Swap every "sandy beach" in the material below for "rocky shore", and reproduce the rest of the material unchanged.

Excerpts from point annotation data:
######

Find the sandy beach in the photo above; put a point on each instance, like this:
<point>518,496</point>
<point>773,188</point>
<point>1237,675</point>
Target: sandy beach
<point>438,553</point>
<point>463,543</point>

######

■ TASK SOLUTION ■
Find the rocky shore in the photo above; put a point on each instance, like this:
<point>518,496</point>
<point>773,188</point>
<point>1237,675</point>
Target: rocky shore
<point>438,553</point>
<point>463,543</point>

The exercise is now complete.